» Exercise instructions
If any record holds an image, omit the image and print the rest exactly.
▬▬▬
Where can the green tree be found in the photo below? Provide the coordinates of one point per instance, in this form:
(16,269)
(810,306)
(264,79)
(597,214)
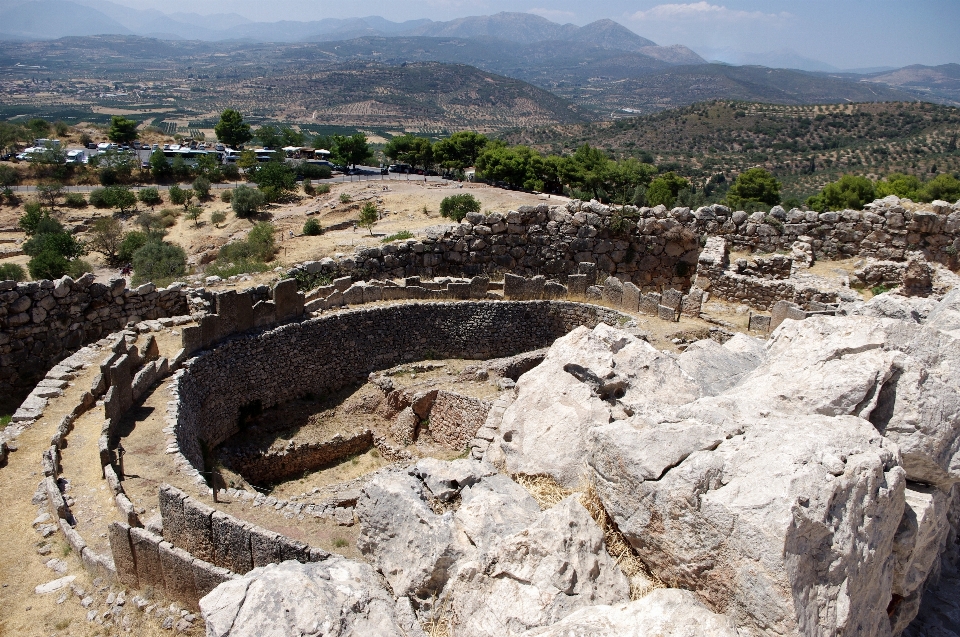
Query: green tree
(352,150)
(201,186)
(232,130)
(106,235)
(12,272)
(664,189)
(456,207)
(160,167)
(122,130)
(410,149)
(850,191)
(247,201)
(460,150)
(158,261)
(150,196)
(368,216)
(756,186)
(944,187)
(901,185)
▬▬▬
» Result of this exercise
Where can the green tree be found in the photo below? Provide the coordinates of one point per instance, in this form:
(16,269)
(810,306)
(264,79)
(597,214)
Query: green tree
(352,150)
(201,186)
(232,130)
(106,235)
(12,272)
(664,189)
(456,207)
(160,167)
(122,130)
(410,149)
(850,191)
(247,201)
(460,150)
(158,261)
(150,196)
(368,216)
(756,186)
(944,187)
(901,185)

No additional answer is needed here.